Entries taken from a dataset
============

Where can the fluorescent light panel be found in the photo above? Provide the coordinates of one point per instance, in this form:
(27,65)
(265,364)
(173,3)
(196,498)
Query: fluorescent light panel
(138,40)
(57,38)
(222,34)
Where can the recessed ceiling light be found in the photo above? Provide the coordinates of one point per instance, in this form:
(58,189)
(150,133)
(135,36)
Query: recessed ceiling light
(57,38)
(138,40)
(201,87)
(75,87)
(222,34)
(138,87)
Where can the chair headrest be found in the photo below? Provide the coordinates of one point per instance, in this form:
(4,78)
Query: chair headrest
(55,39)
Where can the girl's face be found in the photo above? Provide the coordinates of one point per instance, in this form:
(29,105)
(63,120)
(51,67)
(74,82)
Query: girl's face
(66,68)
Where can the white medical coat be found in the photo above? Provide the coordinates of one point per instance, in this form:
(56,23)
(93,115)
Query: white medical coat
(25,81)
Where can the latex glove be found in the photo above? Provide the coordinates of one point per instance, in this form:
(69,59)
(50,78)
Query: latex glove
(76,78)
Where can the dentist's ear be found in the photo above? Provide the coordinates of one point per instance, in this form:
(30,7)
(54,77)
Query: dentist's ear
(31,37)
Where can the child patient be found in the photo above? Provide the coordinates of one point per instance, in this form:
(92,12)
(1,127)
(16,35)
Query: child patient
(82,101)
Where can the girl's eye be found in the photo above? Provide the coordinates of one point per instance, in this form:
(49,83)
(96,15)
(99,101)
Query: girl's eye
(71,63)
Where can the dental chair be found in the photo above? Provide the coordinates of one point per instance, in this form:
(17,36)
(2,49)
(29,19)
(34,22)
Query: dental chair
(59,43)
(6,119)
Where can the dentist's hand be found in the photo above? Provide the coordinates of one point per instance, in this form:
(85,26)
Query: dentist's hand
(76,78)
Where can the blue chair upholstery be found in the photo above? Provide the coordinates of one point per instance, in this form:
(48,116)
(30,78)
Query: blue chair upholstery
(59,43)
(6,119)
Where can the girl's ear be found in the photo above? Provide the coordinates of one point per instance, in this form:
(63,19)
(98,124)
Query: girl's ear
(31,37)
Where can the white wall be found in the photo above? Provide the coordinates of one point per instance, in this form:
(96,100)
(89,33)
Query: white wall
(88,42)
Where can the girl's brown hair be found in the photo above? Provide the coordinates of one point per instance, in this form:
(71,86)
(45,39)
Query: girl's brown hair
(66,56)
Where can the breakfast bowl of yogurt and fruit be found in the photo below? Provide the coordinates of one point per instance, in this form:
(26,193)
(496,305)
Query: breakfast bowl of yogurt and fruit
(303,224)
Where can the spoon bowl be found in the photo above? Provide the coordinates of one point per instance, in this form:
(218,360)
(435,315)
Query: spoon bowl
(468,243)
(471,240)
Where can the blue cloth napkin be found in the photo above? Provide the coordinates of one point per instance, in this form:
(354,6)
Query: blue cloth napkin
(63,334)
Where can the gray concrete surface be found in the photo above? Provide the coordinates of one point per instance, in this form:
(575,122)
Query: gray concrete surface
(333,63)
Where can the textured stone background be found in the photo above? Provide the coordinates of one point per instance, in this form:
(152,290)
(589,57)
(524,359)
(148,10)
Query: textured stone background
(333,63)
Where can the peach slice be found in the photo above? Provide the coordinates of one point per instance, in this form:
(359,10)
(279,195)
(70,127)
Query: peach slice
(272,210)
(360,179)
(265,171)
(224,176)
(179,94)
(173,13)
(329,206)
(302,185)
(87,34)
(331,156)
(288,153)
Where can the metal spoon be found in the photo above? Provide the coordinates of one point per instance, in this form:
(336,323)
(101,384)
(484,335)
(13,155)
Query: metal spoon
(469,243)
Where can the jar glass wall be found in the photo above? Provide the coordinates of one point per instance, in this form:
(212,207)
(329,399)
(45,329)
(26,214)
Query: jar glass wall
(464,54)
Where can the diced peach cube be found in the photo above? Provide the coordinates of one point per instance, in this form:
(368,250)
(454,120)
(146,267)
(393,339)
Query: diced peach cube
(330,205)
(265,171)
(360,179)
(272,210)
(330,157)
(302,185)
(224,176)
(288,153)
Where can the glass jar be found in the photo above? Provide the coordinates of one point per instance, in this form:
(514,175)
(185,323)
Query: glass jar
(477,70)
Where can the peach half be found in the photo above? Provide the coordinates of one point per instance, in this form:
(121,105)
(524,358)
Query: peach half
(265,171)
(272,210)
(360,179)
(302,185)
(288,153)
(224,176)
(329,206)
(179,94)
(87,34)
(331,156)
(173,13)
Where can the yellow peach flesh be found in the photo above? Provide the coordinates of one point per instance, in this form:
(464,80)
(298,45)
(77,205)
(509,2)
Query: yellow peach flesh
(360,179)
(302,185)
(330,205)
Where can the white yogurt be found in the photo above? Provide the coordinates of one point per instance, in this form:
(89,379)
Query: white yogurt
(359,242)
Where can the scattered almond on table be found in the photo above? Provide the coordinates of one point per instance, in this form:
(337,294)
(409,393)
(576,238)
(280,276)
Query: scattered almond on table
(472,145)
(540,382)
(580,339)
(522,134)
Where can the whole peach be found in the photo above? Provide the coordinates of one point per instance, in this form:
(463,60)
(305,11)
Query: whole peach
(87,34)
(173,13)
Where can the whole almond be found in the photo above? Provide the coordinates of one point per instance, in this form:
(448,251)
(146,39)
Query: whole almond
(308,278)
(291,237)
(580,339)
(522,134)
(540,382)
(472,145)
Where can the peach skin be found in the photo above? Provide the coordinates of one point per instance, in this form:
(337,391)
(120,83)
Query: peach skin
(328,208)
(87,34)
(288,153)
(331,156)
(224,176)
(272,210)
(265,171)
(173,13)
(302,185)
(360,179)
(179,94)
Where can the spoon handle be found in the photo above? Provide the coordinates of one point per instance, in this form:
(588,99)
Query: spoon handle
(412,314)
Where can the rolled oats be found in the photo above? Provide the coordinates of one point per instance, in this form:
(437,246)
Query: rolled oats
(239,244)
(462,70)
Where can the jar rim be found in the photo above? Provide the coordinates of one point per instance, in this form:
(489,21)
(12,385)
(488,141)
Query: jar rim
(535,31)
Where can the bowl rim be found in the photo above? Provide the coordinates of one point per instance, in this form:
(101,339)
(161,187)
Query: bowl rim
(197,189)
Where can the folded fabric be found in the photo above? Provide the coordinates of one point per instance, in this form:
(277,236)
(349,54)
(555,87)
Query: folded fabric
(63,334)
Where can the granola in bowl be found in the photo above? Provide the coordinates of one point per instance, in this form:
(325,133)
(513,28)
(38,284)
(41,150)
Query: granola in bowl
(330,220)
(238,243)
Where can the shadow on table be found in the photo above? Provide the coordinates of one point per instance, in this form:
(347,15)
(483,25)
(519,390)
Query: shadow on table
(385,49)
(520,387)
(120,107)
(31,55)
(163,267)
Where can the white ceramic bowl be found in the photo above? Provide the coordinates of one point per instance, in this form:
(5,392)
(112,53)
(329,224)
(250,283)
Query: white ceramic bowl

============

* [WORK TO COMPLETE]: Reproduce word for word the lines beginning with the one that contains "Where can the white ceramic" and continuing through the end of the records.

* [ANSWER FOR THIS EXERCISE]:
Where can the white ceramic bowl be found in the photo above? Provide the coordinates of one point per instance, in this form:
(5,392)
(112,53)
(329,224)
(250,283)
Query: white ceramic bowl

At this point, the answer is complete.